WHAT YOU ARE ASKED TO DO:
In the records below, locate the line containing "Annotation task — mark the pond", then extract it and all following lines exactly, ending with the last line.

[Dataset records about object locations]
☆ ☆ ☆ ☆ ☆

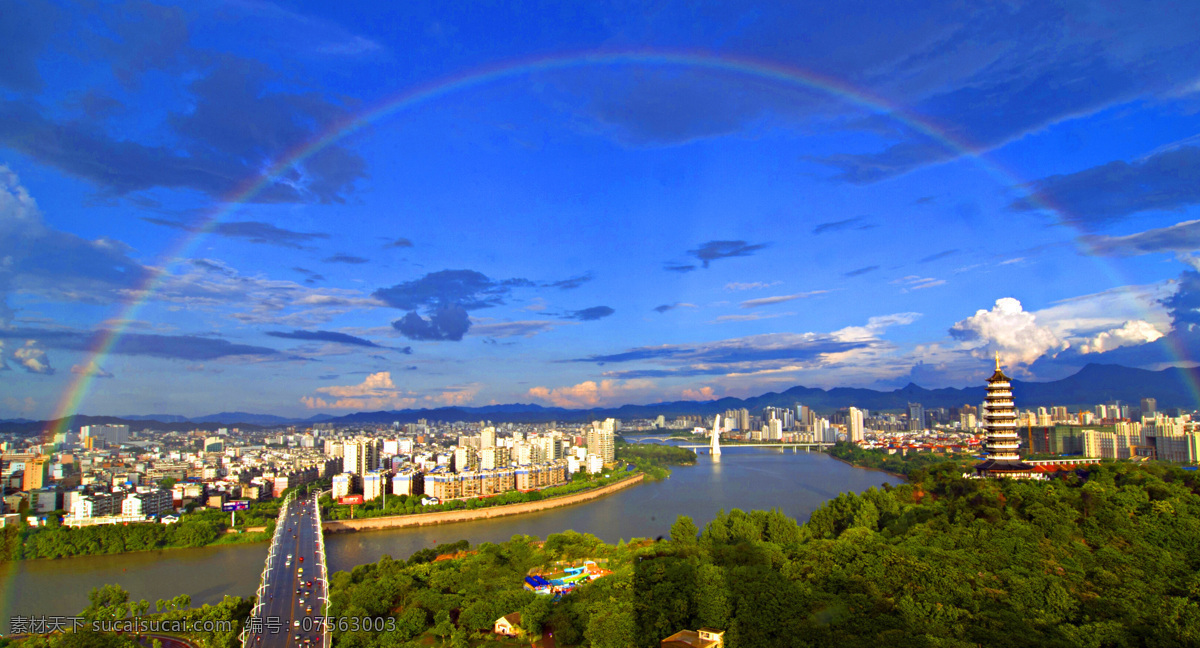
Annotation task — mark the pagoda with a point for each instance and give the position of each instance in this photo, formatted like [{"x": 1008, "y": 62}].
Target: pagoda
[{"x": 1001, "y": 456}]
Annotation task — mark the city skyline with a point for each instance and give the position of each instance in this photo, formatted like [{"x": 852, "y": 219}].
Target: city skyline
[{"x": 424, "y": 207}]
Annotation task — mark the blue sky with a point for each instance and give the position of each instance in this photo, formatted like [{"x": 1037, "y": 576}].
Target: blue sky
[{"x": 645, "y": 220}]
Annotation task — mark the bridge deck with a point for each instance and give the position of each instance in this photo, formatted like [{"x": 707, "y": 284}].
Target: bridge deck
[{"x": 289, "y": 610}]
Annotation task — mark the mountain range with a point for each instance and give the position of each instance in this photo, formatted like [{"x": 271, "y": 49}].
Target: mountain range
[{"x": 1173, "y": 388}]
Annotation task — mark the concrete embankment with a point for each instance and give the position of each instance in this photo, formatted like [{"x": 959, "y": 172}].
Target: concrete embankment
[{"x": 445, "y": 517}]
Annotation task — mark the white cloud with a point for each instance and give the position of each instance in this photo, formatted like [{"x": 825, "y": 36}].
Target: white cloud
[
  {"x": 751, "y": 286},
  {"x": 1132, "y": 333},
  {"x": 90, "y": 369},
  {"x": 33, "y": 358},
  {"x": 875, "y": 327},
  {"x": 1011, "y": 330},
  {"x": 916, "y": 282},
  {"x": 591, "y": 393},
  {"x": 377, "y": 391},
  {"x": 525, "y": 328},
  {"x": 779, "y": 299}
]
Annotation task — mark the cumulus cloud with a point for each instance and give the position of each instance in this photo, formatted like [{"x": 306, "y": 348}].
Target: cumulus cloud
[
  {"x": 91, "y": 369},
  {"x": 376, "y": 391},
  {"x": 1131, "y": 334},
  {"x": 1011, "y": 330},
  {"x": 591, "y": 393},
  {"x": 33, "y": 358}
]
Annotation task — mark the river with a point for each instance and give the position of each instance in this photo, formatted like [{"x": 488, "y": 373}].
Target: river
[{"x": 744, "y": 478}]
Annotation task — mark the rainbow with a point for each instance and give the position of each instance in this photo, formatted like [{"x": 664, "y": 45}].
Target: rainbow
[{"x": 107, "y": 340}]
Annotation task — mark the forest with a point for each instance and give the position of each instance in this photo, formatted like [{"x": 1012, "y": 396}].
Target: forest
[
  {"x": 113, "y": 603},
  {"x": 1105, "y": 556},
  {"x": 898, "y": 463}
]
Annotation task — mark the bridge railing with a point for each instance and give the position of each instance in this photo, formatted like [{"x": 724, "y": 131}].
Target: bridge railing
[
  {"x": 322, "y": 573},
  {"x": 267, "y": 570}
]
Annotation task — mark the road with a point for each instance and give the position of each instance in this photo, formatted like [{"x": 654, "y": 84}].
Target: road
[{"x": 292, "y": 609}]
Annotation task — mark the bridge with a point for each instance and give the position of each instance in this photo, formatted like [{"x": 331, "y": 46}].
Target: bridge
[
  {"x": 294, "y": 592},
  {"x": 726, "y": 445}
]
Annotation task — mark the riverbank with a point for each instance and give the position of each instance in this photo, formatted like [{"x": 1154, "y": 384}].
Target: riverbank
[
  {"x": 447, "y": 517},
  {"x": 847, "y": 462}
]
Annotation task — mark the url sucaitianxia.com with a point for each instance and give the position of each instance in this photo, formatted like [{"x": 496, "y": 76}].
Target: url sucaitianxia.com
[{"x": 45, "y": 624}]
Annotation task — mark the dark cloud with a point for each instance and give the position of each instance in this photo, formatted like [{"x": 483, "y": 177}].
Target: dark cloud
[
  {"x": 941, "y": 255},
  {"x": 857, "y": 222},
  {"x": 727, "y": 355},
  {"x": 250, "y": 231},
  {"x": 445, "y": 323},
  {"x": 237, "y": 118},
  {"x": 678, "y": 267},
  {"x": 514, "y": 329},
  {"x": 861, "y": 271},
  {"x": 589, "y": 315},
  {"x": 447, "y": 295},
  {"x": 466, "y": 288},
  {"x": 55, "y": 264},
  {"x": 325, "y": 336},
  {"x": 712, "y": 251},
  {"x": 571, "y": 283},
  {"x": 120, "y": 166},
  {"x": 24, "y": 31},
  {"x": 1181, "y": 343},
  {"x": 1180, "y": 238},
  {"x": 1095, "y": 197},
  {"x": 177, "y": 347},
  {"x": 310, "y": 276},
  {"x": 346, "y": 258}
]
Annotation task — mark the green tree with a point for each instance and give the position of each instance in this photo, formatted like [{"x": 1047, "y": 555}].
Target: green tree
[{"x": 684, "y": 531}]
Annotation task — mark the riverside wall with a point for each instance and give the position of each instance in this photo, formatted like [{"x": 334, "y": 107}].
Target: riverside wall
[{"x": 445, "y": 517}]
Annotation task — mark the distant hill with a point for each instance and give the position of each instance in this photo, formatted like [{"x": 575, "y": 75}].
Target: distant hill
[{"x": 1173, "y": 388}]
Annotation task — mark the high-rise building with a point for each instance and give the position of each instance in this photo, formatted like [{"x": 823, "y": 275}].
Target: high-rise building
[
  {"x": 600, "y": 443},
  {"x": 1002, "y": 457},
  {"x": 855, "y": 425},
  {"x": 112, "y": 435},
  {"x": 360, "y": 456},
  {"x": 916, "y": 418},
  {"x": 343, "y": 484},
  {"x": 373, "y": 485}
]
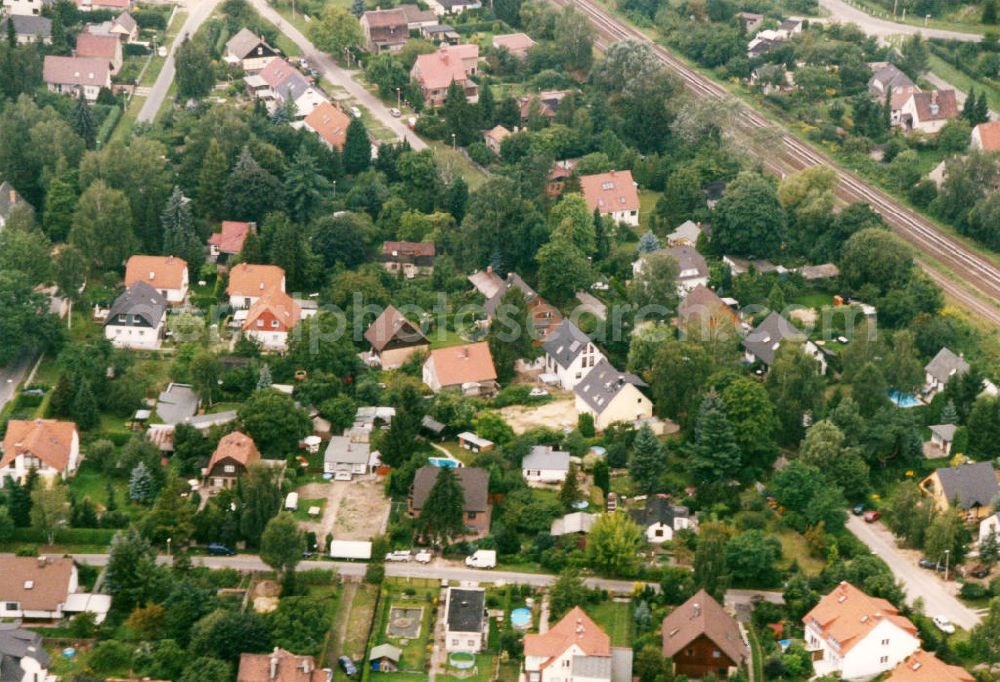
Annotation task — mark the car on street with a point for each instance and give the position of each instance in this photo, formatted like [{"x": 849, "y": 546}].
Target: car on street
[
  {"x": 347, "y": 665},
  {"x": 216, "y": 549},
  {"x": 943, "y": 624}
]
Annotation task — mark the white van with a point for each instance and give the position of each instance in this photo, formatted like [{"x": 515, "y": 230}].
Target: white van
[{"x": 483, "y": 558}]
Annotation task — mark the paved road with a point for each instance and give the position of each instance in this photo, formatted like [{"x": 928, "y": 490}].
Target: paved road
[
  {"x": 12, "y": 375},
  {"x": 439, "y": 569},
  {"x": 882, "y": 28},
  {"x": 198, "y": 12},
  {"x": 339, "y": 76},
  {"x": 919, "y": 582}
]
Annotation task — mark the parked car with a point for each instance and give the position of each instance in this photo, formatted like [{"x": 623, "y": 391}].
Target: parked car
[
  {"x": 943, "y": 624},
  {"x": 347, "y": 665},
  {"x": 217, "y": 549}
]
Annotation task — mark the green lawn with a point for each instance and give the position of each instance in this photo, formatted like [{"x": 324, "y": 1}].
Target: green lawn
[{"x": 616, "y": 620}]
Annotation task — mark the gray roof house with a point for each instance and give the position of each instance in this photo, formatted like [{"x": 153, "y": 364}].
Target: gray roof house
[
  {"x": 22, "y": 656},
  {"x": 942, "y": 368},
  {"x": 346, "y": 456},
  {"x": 544, "y": 464}
]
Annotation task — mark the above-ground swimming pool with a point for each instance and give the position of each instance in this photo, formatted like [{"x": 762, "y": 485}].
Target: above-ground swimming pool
[
  {"x": 904, "y": 400},
  {"x": 520, "y": 618}
]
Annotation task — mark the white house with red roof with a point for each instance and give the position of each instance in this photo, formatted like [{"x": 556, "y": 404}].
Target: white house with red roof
[
  {"x": 614, "y": 194},
  {"x": 49, "y": 446},
  {"x": 857, "y": 636},
  {"x": 166, "y": 274},
  {"x": 576, "y": 649}
]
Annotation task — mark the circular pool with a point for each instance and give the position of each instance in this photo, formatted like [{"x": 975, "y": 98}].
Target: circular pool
[
  {"x": 461, "y": 660},
  {"x": 520, "y": 618}
]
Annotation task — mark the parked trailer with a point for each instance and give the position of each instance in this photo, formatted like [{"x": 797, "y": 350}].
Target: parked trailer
[{"x": 350, "y": 549}]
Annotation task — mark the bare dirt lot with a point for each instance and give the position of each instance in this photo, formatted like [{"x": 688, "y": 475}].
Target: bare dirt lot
[
  {"x": 560, "y": 413},
  {"x": 355, "y": 510}
]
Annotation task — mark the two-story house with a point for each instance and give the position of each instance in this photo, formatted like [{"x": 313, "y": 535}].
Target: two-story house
[
  {"x": 235, "y": 453},
  {"x": 570, "y": 354},
  {"x": 575, "y": 649},
  {"x": 166, "y": 274},
  {"x": 49, "y": 446},
  {"x": 137, "y": 318},
  {"x": 701, "y": 638},
  {"x": 475, "y": 485},
  {"x": 248, "y": 282},
  {"x": 857, "y": 636}
]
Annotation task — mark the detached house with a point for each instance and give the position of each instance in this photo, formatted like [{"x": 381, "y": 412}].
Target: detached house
[
  {"x": 435, "y": 73},
  {"x": 475, "y": 484},
  {"x": 76, "y": 76},
  {"x": 394, "y": 339},
  {"x": 49, "y": 446},
  {"x": 570, "y": 354},
  {"x": 971, "y": 488},
  {"x": 249, "y": 51},
  {"x": 857, "y": 636},
  {"x": 386, "y": 30},
  {"x": 137, "y": 318},
  {"x": 235, "y": 453},
  {"x": 466, "y": 622},
  {"x": 166, "y": 274},
  {"x": 660, "y": 519},
  {"x": 545, "y": 464},
  {"x": 762, "y": 344},
  {"x": 468, "y": 368},
  {"x": 701, "y": 638},
  {"x": 575, "y": 649},
  {"x": 611, "y": 396},
  {"x": 613, "y": 194},
  {"x": 410, "y": 258},
  {"x": 939, "y": 371},
  {"x": 104, "y": 47},
  {"x": 248, "y": 282}
]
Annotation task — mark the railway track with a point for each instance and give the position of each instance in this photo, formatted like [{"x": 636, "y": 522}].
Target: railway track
[{"x": 977, "y": 272}]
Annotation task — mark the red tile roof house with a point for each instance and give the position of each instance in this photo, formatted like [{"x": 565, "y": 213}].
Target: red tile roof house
[
  {"x": 248, "y": 282},
  {"x": 166, "y": 274},
  {"x": 858, "y": 636},
  {"x": 701, "y": 638},
  {"x": 928, "y": 112},
  {"x": 386, "y": 30},
  {"x": 394, "y": 340},
  {"x": 49, "y": 446},
  {"x": 228, "y": 241},
  {"x": 468, "y": 368},
  {"x": 280, "y": 666},
  {"x": 435, "y": 72},
  {"x": 412, "y": 258},
  {"x": 235, "y": 454},
  {"x": 575, "y": 648},
  {"x": 614, "y": 194},
  {"x": 105, "y": 47},
  {"x": 475, "y": 484},
  {"x": 76, "y": 75}
]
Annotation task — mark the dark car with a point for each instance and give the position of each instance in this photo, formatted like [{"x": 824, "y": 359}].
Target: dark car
[
  {"x": 220, "y": 550},
  {"x": 347, "y": 665}
]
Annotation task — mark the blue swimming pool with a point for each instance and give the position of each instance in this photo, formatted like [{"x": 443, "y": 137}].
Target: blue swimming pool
[
  {"x": 444, "y": 462},
  {"x": 904, "y": 400},
  {"x": 520, "y": 618}
]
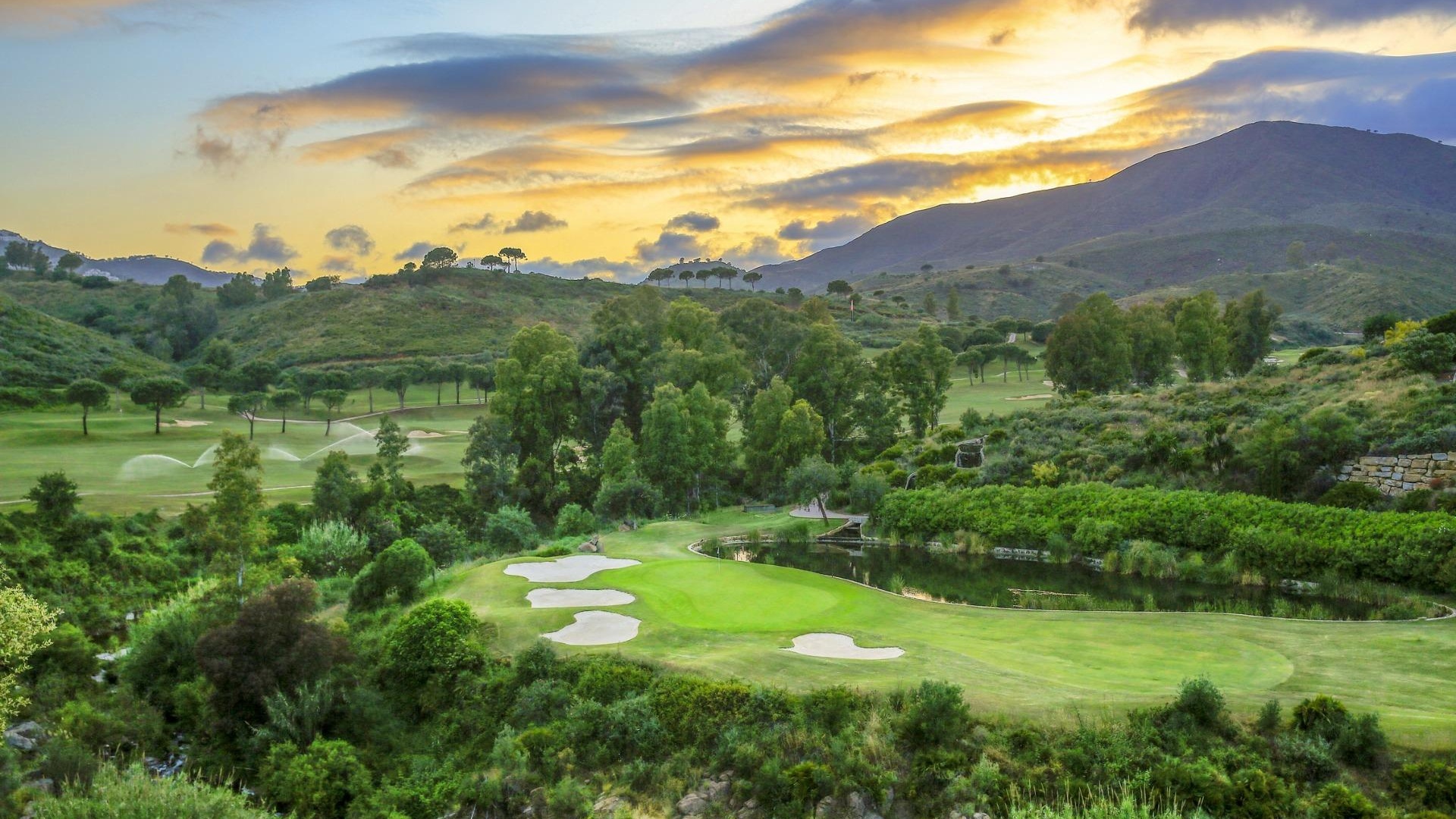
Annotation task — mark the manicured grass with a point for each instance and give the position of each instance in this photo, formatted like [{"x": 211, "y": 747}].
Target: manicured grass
[
  {"x": 112, "y": 474},
  {"x": 733, "y": 618}
]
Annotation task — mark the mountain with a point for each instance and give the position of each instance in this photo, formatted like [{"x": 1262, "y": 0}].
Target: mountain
[
  {"x": 41, "y": 350},
  {"x": 147, "y": 270},
  {"x": 1228, "y": 205}
]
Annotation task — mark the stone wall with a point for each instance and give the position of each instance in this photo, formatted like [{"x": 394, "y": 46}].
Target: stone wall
[{"x": 1398, "y": 474}]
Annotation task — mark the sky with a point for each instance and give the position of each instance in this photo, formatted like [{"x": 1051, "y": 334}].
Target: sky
[{"x": 346, "y": 137}]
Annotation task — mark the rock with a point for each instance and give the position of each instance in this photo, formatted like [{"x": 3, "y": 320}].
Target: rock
[
  {"x": 692, "y": 805},
  {"x": 610, "y": 806}
]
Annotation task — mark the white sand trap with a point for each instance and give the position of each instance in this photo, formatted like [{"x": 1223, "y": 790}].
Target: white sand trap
[
  {"x": 598, "y": 629},
  {"x": 577, "y": 598},
  {"x": 839, "y": 648},
  {"x": 568, "y": 569}
]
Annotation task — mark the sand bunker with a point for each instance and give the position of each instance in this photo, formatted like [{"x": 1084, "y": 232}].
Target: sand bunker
[
  {"x": 839, "y": 648},
  {"x": 577, "y": 598},
  {"x": 568, "y": 569},
  {"x": 598, "y": 629}
]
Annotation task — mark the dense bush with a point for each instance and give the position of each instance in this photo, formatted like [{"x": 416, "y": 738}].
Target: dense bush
[{"x": 1273, "y": 538}]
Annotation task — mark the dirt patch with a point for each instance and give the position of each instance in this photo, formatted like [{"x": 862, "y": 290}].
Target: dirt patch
[
  {"x": 840, "y": 648},
  {"x": 577, "y": 598},
  {"x": 598, "y": 629},
  {"x": 568, "y": 569}
]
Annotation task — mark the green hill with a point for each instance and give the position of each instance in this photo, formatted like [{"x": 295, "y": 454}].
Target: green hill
[{"x": 41, "y": 350}]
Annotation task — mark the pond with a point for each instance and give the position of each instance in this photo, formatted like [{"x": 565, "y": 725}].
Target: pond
[{"x": 984, "y": 580}]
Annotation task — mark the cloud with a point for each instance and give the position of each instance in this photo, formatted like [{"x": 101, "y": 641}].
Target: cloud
[
  {"x": 351, "y": 238},
  {"x": 1158, "y": 17},
  {"x": 487, "y": 222},
  {"x": 829, "y": 232},
  {"x": 338, "y": 264},
  {"x": 262, "y": 248},
  {"x": 670, "y": 245},
  {"x": 535, "y": 222},
  {"x": 416, "y": 253},
  {"x": 599, "y": 267},
  {"x": 696, "y": 222},
  {"x": 210, "y": 229}
]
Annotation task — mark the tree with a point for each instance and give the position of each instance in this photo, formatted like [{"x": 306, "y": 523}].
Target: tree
[
  {"x": 332, "y": 401},
  {"x": 335, "y": 487},
  {"x": 277, "y": 284},
  {"x": 239, "y": 292},
  {"x": 248, "y": 406},
  {"x": 283, "y": 401},
  {"x": 685, "y": 441},
  {"x": 438, "y": 259},
  {"x": 1150, "y": 344},
  {"x": 202, "y": 378},
  {"x": 369, "y": 378},
  {"x": 513, "y": 256},
  {"x": 919, "y": 373},
  {"x": 813, "y": 480},
  {"x": 400, "y": 381},
  {"x": 24, "y": 626},
  {"x": 400, "y": 570},
  {"x": 89, "y": 395},
  {"x": 1090, "y": 349},
  {"x": 1201, "y": 337},
  {"x": 237, "y": 526},
  {"x": 481, "y": 379},
  {"x": 274, "y": 645},
  {"x": 55, "y": 497},
  {"x": 1426, "y": 352},
  {"x": 1294, "y": 256},
  {"x": 1248, "y": 324},
  {"x": 490, "y": 464},
  {"x": 159, "y": 394},
  {"x": 391, "y": 445}
]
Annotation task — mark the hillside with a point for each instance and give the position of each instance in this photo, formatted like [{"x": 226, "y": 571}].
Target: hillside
[
  {"x": 41, "y": 350},
  {"x": 1184, "y": 215},
  {"x": 143, "y": 268},
  {"x": 466, "y": 312}
]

☆ ☆ ☆ ☆ ☆

WRITTEN ANSWER:
Annotation task — mark the pond with a point for each instance and give the position of each instance in this photo, formatted like [{"x": 565, "y": 725}].
Target: pond
[{"x": 984, "y": 580}]
Annotation task — mark the cloud with a point for each instance and give the position of each instance in this photo, formatted like [{"x": 101, "y": 641}].
Target: cloud
[
  {"x": 351, "y": 238},
  {"x": 1158, "y": 17},
  {"x": 487, "y": 222},
  {"x": 829, "y": 232},
  {"x": 338, "y": 264},
  {"x": 262, "y": 248},
  {"x": 670, "y": 245},
  {"x": 535, "y": 222},
  {"x": 416, "y": 253},
  {"x": 599, "y": 267},
  {"x": 696, "y": 222},
  {"x": 210, "y": 229}
]
Annotation task — mark the tree with a point for each instance and give the position of each instance in this photo, formatted like [{"x": 306, "y": 523}].
Target: tree
[
  {"x": 332, "y": 401},
  {"x": 335, "y": 487},
  {"x": 277, "y": 284},
  {"x": 239, "y": 292},
  {"x": 248, "y": 406},
  {"x": 283, "y": 401},
  {"x": 685, "y": 441},
  {"x": 438, "y": 259},
  {"x": 1150, "y": 344},
  {"x": 202, "y": 378},
  {"x": 369, "y": 378},
  {"x": 513, "y": 256},
  {"x": 919, "y": 373},
  {"x": 813, "y": 480},
  {"x": 400, "y": 381},
  {"x": 24, "y": 626},
  {"x": 400, "y": 570},
  {"x": 89, "y": 395},
  {"x": 1090, "y": 349},
  {"x": 1201, "y": 337},
  {"x": 237, "y": 526},
  {"x": 481, "y": 379},
  {"x": 274, "y": 645},
  {"x": 55, "y": 497},
  {"x": 1426, "y": 352},
  {"x": 1294, "y": 256},
  {"x": 1248, "y": 324},
  {"x": 490, "y": 464},
  {"x": 159, "y": 394},
  {"x": 391, "y": 445}
]
Annotation task — mark the hillside with a point for each instance and give the position of each instance in this photo, formatted like [{"x": 226, "y": 571}].
Target: hillside
[
  {"x": 41, "y": 350},
  {"x": 1184, "y": 215},
  {"x": 143, "y": 268},
  {"x": 466, "y": 312}
]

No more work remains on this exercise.